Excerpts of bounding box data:
^^^^
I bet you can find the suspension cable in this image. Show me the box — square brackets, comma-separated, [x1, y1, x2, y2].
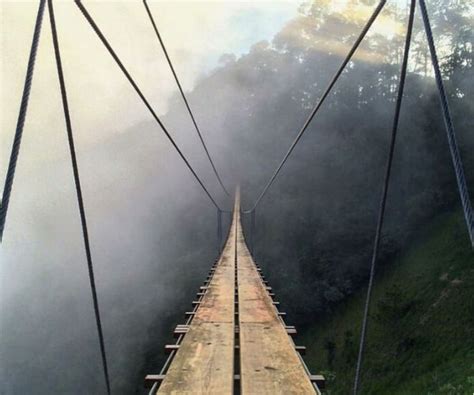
[143, 0, 230, 196]
[244, 0, 386, 213]
[420, 0, 474, 247]
[0, 0, 45, 243]
[48, 0, 111, 395]
[74, 0, 225, 209]
[353, 0, 416, 395]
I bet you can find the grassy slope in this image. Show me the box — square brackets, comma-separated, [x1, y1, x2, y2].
[299, 213, 474, 395]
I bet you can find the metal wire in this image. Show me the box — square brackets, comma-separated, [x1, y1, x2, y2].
[74, 0, 226, 209]
[48, 0, 111, 395]
[420, 0, 474, 247]
[0, 0, 46, 243]
[244, 0, 386, 213]
[353, 0, 416, 395]
[143, 0, 230, 196]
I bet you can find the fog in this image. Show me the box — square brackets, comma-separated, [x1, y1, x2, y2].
[0, 2, 474, 394]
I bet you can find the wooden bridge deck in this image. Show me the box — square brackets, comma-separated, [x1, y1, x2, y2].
[154, 191, 319, 395]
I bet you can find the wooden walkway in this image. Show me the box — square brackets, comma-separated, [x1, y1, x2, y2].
[146, 194, 321, 395]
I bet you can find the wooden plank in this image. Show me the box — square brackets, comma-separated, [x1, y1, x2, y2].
[237, 206, 316, 395]
[158, 206, 235, 395]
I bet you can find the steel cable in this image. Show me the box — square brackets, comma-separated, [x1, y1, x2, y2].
[244, 0, 386, 213]
[74, 0, 225, 209]
[353, 0, 416, 395]
[143, 0, 230, 196]
[48, 0, 111, 395]
[420, 0, 474, 247]
[0, 0, 46, 242]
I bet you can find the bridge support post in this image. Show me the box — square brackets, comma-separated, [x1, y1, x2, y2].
[217, 209, 222, 253]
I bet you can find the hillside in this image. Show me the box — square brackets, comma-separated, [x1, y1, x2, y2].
[299, 213, 474, 394]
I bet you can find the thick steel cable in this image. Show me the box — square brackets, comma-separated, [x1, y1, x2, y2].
[48, 0, 111, 395]
[143, 0, 230, 196]
[420, 0, 474, 247]
[74, 0, 221, 213]
[0, 0, 46, 243]
[353, 0, 416, 395]
[244, 0, 386, 213]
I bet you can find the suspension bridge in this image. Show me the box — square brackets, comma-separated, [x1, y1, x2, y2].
[0, 0, 474, 395]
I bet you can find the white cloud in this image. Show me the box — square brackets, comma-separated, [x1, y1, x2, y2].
[0, 0, 300, 175]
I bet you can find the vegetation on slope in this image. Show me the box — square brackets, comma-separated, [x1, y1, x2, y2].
[300, 213, 474, 395]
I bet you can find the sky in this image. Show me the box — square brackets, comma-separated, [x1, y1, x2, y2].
[0, 0, 300, 176]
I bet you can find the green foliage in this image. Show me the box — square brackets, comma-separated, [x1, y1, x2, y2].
[299, 213, 474, 395]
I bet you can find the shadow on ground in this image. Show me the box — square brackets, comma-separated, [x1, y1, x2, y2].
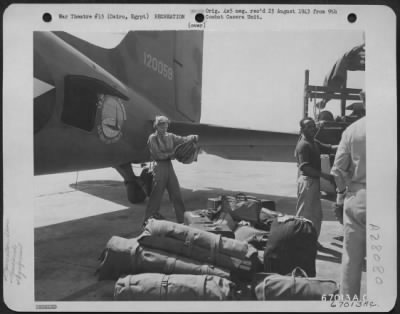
[35, 180, 340, 301]
[70, 180, 336, 221]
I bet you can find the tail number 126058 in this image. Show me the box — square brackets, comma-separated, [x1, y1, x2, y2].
[143, 52, 174, 80]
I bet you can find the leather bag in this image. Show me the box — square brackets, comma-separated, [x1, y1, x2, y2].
[252, 267, 339, 301]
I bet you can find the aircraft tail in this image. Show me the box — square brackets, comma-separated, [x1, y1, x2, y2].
[55, 31, 203, 122]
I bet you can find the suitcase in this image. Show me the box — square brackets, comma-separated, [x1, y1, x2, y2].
[183, 209, 213, 226]
[260, 199, 276, 211]
[207, 195, 276, 211]
[264, 215, 317, 277]
[188, 221, 235, 239]
[114, 273, 237, 301]
[252, 267, 339, 301]
[207, 196, 221, 209]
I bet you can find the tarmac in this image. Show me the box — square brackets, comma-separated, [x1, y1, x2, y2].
[34, 154, 366, 301]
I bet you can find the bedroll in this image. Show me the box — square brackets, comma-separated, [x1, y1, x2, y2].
[114, 273, 236, 301]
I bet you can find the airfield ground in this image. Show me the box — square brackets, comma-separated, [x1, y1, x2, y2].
[34, 154, 366, 302]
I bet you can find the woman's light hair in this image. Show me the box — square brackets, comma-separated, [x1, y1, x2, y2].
[153, 116, 169, 127]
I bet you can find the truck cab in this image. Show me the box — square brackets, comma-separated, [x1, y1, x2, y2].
[303, 70, 365, 194]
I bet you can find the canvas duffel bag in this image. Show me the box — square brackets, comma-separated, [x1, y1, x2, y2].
[252, 268, 339, 300]
[183, 209, 237, 231]
[114, 273, 236, 301]
[264, 215, 317, 277]
[97, 236, 230, 280]
[235, 226, 269, 250]
[138, 219, 260, 271]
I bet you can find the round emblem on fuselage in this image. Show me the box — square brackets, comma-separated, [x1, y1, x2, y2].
[97, 95, 126, 144]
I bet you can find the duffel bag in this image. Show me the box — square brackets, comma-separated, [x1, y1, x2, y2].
[174, 141, 200, 164]
[220, 193, 262, 224]
[97, 236, 230, 280]
[252, 268, 339, 300]
[114, 273, 236, 301]
[255, 207, 284, 231]
[264, 215, 317, 277]
[138, 219, 260, 271]
[183, 209, 237, 231]
[235, 226, 269, 250]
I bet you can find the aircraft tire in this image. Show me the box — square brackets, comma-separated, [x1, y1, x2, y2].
[125, 181, 147, 204]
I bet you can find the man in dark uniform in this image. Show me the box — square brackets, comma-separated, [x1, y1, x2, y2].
[295, 118, 337, 238]
[144, 116, 199, 223]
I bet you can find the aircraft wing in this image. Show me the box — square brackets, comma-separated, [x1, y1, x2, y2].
[169, 122, 299, 162]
^^^^
Written instruction:
Can you swap "Show me the box" for "Give the bounding box" in every row above and return the rows otherwise unchanged, leaving out the pictures?

Answer to the exercise:
I bet you can find the suspension cable in this image. Give the bounding box — square brackets, comma-separated, [x1, y1, x2, y2].
[143, 0, 230, 196]
[244, 0, 386, 213]
[420, 0, 474, 247]
[0, 0, 45, 243]
[48, 0, 111, 395]
[74, 0, 225, 209]
[353, 0, 416, 395]
I bet you can find the grassy slope in this image. Give the bounding box — square brackets, comma-separated, [x1, y1, x2, y2].
[299, 213, 474, 395]
I bet you can find the metal wire in this image. Give the bounding box — square brackets, comma-separated, [x1, y1, x2, y2].
[74, 0, 226, 209]
[48, 0, 111, 395]
[420, 0, 474, 247]
[0, 0, 46, 243]
[244, 0, 386, 213]
[353, 0, 416, 395]
[143, 0, 230, 196]
I bet you can find the fog in this image. Give the bounding box — square brackets, comma-separated, [x1, y1, x2, y2].
[0, 2, 474, 394]
I bet you can find the wooden bridge deck in this image. Give the bounding box — square brackets, comma-separated, [x1, y1, x2, y2].
[154, 191, 319, 395]
I bet you can find the wooden walkway in this image. Give the bounding box — square brackets, comma-separated, [x1, y1, x2, y2].
[146, 194, 321, 395]
I bet you can find the wooden plank in this image. Give the bounding box — square brackets, comma-separated, [x1, y1, x2, y2].
[237, 206, 316, 395]
[158, 206, 235, 395]
I bet you can find the steel cable in this image. Give the bounding box — square brackets, comma-separated, [x1, y1, x2, y2].
[244, 0, 386, 213]
[74, 0, 225, 209]
[353, 0, 416, 395]
[143, 0, 230, 196]
[48, 0, 111, 395]
[420, 0, 474, 247]
[0, 0, 46, 242]
I bet you can find the bridge support post in this image. Give the bounding box — square brackets, comma-separated, [x1, y1, x2, y2].
[217, 209, 222, 253]
I bet you can find the hillside in this image. Give the bounding box — square brackets, comma-separated, [x1, y1, x2, y2].
[299, 213, 474, 394]
I bet you can find the thick steel cable in this image. Give the bounding box — square brackets, comma-separated, [x1, y1, x2, y2].
[48, 0, 111, 395]
[143, 0, 230, 196]
[420, 0, 474, 247]
[74, 0, 221, 213]
[0, 0, 46, 243]
[353, 0, 416, 395]
[244, 0, 386, 213]
I bet you can find the suspension bridge in this image. Give the bounding box — square brackets, comma-separated, [x1, y1, x2, y2].
[0, 0, 474, 395]
I bet you can find the white cloud in this image. Give the bounding box — square brackets, comma-separated, [x1, y1, x2, y2].
[0, 0, 300, 175]
I bet you can find the vegetation on slope in this image. Give the bounding box — square brackets, comma-separated, [x1, y1, x2, y2].
[300, 213, 474, 395]
I bet you can find the sky in this image. Give the bounding box — square brackets, comma-separated, [x1, y1, x2, y2].
[0, 0, 300, 176]
I bet you can find the green foliage in this image. Give the bounding box — square brackets, comma-separated, [x1, y1, x2, y2].
[299, 213, 474, 395]
I bet you can find the shadow on ground in this image. Give the bounding box — square brackets, comma-separated, [x1, y1, x2, y2].
[35, 180, 340, 301]
[70, 180, 336, 221]
I bet you can find the tail number 126058 in this image. Give the bounding box — square brackets, comma-separated, [x1, y1, x2, y2].
[143, 52, 174, 80]
I bet you can find the leather bag in this image. Give the bounding box — square brackets, comma-separated, [x1, y1, x2, y2].
[252, 267, 339, 301]
I bet you can find the aircraft tail in this image. Give the bounding box — square brackets, comma-separated, [x1, y1, x2, y2].
[55, 31, 203, 122]
I bet you can find the suitcase in this image. Give the bounding box — square brackets, comma-separated, [x1, y1, x2, y2].
[183, 209, 213, 226]
[260, 199, 276, 211]
[207, 195, 276, 211]
[264, 215, 317, 277]
[188, 221, 235, 239]
[114, 273, 237, 301]
[252, 267, 339, 301]
[207, 196, 221, 209]
I bet you can find the tarmac in this image. Give the bounding box — square brackets, comma-separated, [x1, y1, x2, y2].
[34, 154, 366, 301]
I bet you can find the bedroll in this image. Give the bounding box — square brackets, comma-separated, [x1, y1, x2, y2].
[114, 273, 236, 301]
I bet you can find the airfield ground in this image. Give the bounding box — square brackets, comma-separated, [x1, y1, x2, y2].
[34, 154, 366, 302]
I bet you can find the woman's light hair in this image. Give the bounding box — square brackets, comma-separated, [x1, y1, x2, y2].
[153, 116, 169, 127]
I bet you can find the truck cab in this image. Give the bounding box — square brackets, comma-separated, [x1, y1, x2, y2].
[303, 70, 365, 194]
I bet you can find the canvas duffel bag in this image. Give the bounding box — square brackets, comma-separated, [x1, y1, x2, y2].
[252, 268, 339, 300]
[183, 209, 237, 231]
[114, 273, 236, 301]
[264, 215, 317, 277]
[97, 236, 230, 280]
[235, 226, 269, 250]
[138, 219, 260, 271]
I bet you can find the round emblem on fuselage in this image. Give the bounding box — square brackets, comma-separated, [x1, y1, x2, y2].
[97, 95, 126, 144]
I bet you can find the duffel bag in this image. Give the bounding box — square brackets, comma-separated, [x1, y1, x2, y2].
[174, 141, 200, 164]
[220, 193, 262, 224]
[97, 236, 230, 280]
[252, 268, 339, 300]
[114, 273, 236, 301]
[255, 207, 284, 231]
[264, 215, 317, 277]
[138, 219, 260, 271]
[183, 209, 237, 231]
[235, 226, 269, 250]
I bet you can find the aircraft tire in this image. Give the bounding box — square brackets, comma-separated, [x1, y1, x2, y2].
[125, 181, 147, 204]
I bet you can find the man in dark uniform in this image. Give the bounding box — square brackets, comma-separated, [x1, y1, x2, y2].
[295, 118, 337, 238]
[144, 116, 199, 223]
I bet you can find the aircraft wing in this image. Give the bounding box — square brackets, comma-separated, [x1, y1, x2, y2].
[169, 122, 299, 162]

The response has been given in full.